### Assignment:
Images appear in the records below; leave them out and repeat everything else exactly.

+-------+

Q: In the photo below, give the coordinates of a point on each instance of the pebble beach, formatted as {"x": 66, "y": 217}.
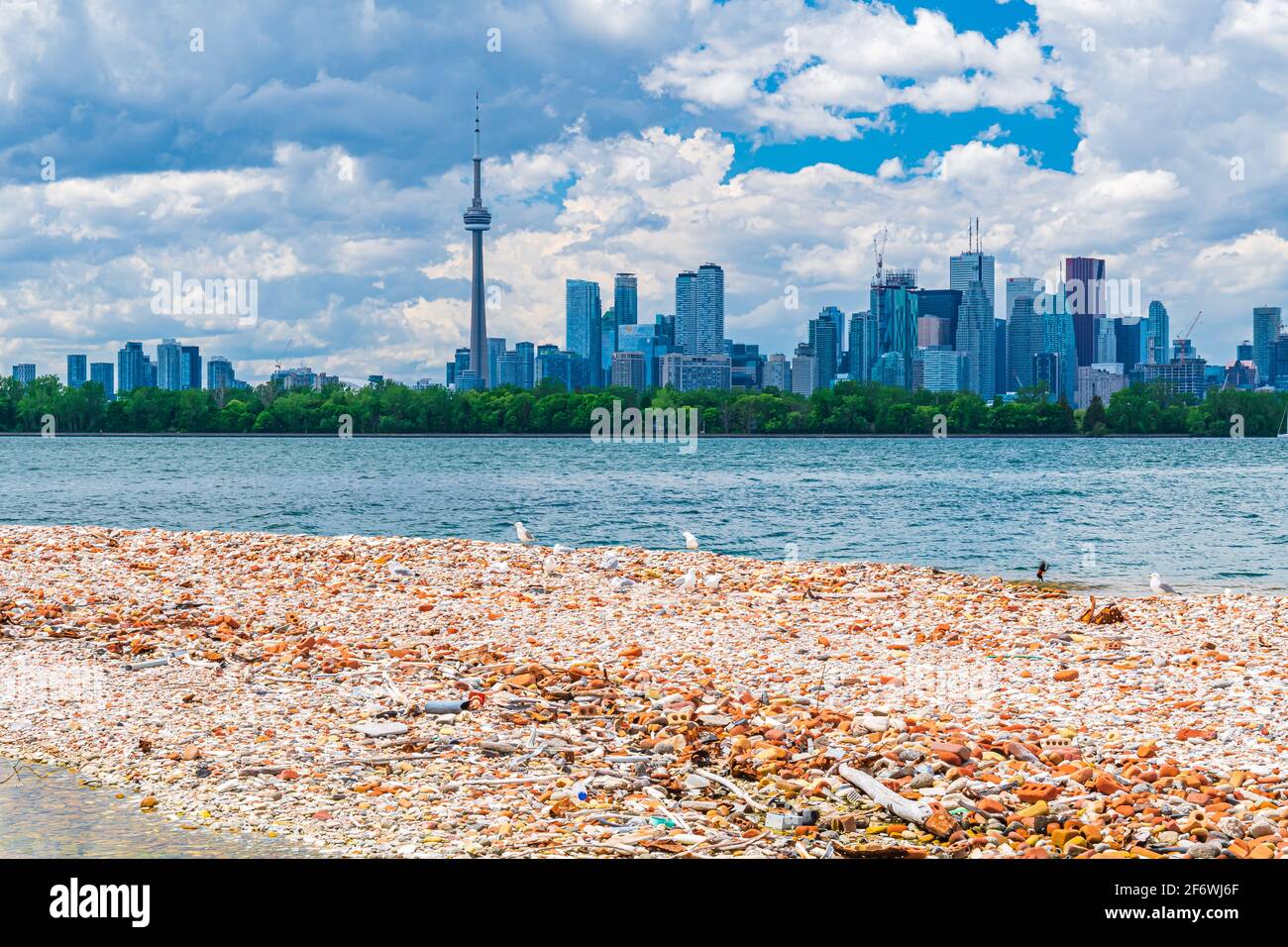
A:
{"x": 400, "y": 697}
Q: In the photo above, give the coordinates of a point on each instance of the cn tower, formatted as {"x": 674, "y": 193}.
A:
{"x": 478, "y": 219}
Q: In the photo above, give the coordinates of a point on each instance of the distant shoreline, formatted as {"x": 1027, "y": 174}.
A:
{"x": 587, "y": 436}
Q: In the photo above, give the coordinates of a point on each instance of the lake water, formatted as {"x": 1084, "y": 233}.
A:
{"x": 1104, "y": 513}
{"x": 46, "y": 812}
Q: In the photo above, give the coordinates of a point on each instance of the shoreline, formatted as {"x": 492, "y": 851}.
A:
{"x": 702, "y": 436}
{"x": 645, "y": 722}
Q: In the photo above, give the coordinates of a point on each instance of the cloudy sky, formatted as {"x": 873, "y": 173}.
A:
{"x": 322, "y": 150}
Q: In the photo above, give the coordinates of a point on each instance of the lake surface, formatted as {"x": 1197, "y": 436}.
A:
{"x": 1104, "y": 513}
{"x": 46, "y": 812}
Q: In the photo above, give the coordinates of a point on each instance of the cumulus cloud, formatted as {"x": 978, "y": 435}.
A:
{"x": 326, "y": 157}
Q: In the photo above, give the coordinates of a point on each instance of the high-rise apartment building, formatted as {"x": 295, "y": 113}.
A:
{"x": 189, "y": 368}
{"x": 1158, "y": 338}
{"x": 824, "y": 341}
{"x": 584, "y": 318}
{"x": 77, "y": 369}
{"x": 132, "y": 368}
{"x": 1085, "y": 300}
{"x": 168, "y": 369}
{"x": 219, "y": 373}
{"x": 709, "y": 298}
{"x": 103, "y": 373}
{"x": 627, "y": 369}
{"x": 1266, "y": 324}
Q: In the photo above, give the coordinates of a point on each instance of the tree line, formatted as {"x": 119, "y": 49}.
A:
{"x": 849, "y": 407}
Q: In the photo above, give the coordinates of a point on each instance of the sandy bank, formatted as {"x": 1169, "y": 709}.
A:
{"x": 639, "y": 720}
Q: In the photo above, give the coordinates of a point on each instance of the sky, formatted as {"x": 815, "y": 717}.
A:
{"x": 322, "y": 153}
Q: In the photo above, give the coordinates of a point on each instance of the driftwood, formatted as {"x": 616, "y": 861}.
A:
{"x": 733, "y": 788}
{"x": 936, "y": 821}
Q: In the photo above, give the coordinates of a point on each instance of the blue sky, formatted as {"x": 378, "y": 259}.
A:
{"x": 323, "y": 154}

+-------+

### Solution to this exercise:
Q: In the photo below, give the coordinates of a point on each instance of the pebble beach, formatted as {"x": 66, "y": 217}.
A:
{"x": 400, "y": 697}
Q: In the photo above, give the coordinates of a point on each instance of the cn tower, formatted as {"x": 674, "y": 193}.
A:
{"x": 478, "y": 219}
Q: In the photo above, give the coordinates of a point on each instance of the distant shoreline, formatted as {"x": 1027, "y": 174}.
A:
{"x": 587, "y": 436}
Q: In the photo above, give the coordinates of a point on each instance of the lake water, formatted as {"x": 1084, "y": 233}.
A:
{"x": 1104, "y": 513}
{"x": 46, "y": 812}
Q: In the photo above, give the coordinates of a point on each instance of the shoreline, formatted as {"x": 492, "y": 851}.
A:
{"x": 702, "y": 436}
{"x": 645, "y": 722}
Q: In the photo above, give the coordinates of a point on each instance of the cloudy sky, formatted as {"x": 873, "y": 173}.
A:
{"x": 322, "y": 150}
Q: In the photo above, give the coordinates of a point on each instance of the lake surface, formatted as {"x": 1197, "y": 436}.
A:
{"x": 1104, "y": 513}
{"x": 46, "y": 812}
Q: In the photo above, give the coordinates of a point on each instance of the cumulus cloud, formatted as {"x": 978, "y": 435}.
A:
{"x": 326, "y": 157}
Q: In the photo above, give the coordinates of a point on each instance of the high-rise apartment building, formatted as {"x": 295, "y": 113}.
A:
{"x": 189, "y": 368}
{"x": 1158, "y": 338}
{"x": 824, "y": 341}
{"x": 584, "y": 318}
{"x": 77, "y": 369}
{"x": 132, "y": 368}
{"x": 1085, "y": 300}
{"x": 168, "y": 369}
{"x": 219, "y": 373}
{"x": 709, "y": 298}
{"x": 103, "y": 373}
{"x": 627, "y": 369}
{"x": 1266, "y": 324}
Q: In the photo above, give the coordinates of a point on each instance of the tree line, formatted as {"x": 119, "y": 49}.
A:
{"x": 849, "y": 407}
Q: In the photo above, give the coordinates of a point on each instance of the sandy bank, formatted as {"x": 1169, "y": 709}.
A:
{"x": 639, "y": 720}
Q: In the photo above, give the coordinates of a point on each instance of the sky, formatted as {"x": 815, "y": 717}.
A:
{"x": 322, "y": 153}
Q: In the photo above, give the coordinates of a point on each instance of the driftwood, formatted as {"x": 616, "y": 861}.
A:
{"x": 733, "y": 788}
{"x": 936, "y": 821}
Q: In the photo above, give the coordinates of a point on each instance of the blue sky, formatted as {"x": 378, "y": 259}.
A:
{"x": 323, "y": 154}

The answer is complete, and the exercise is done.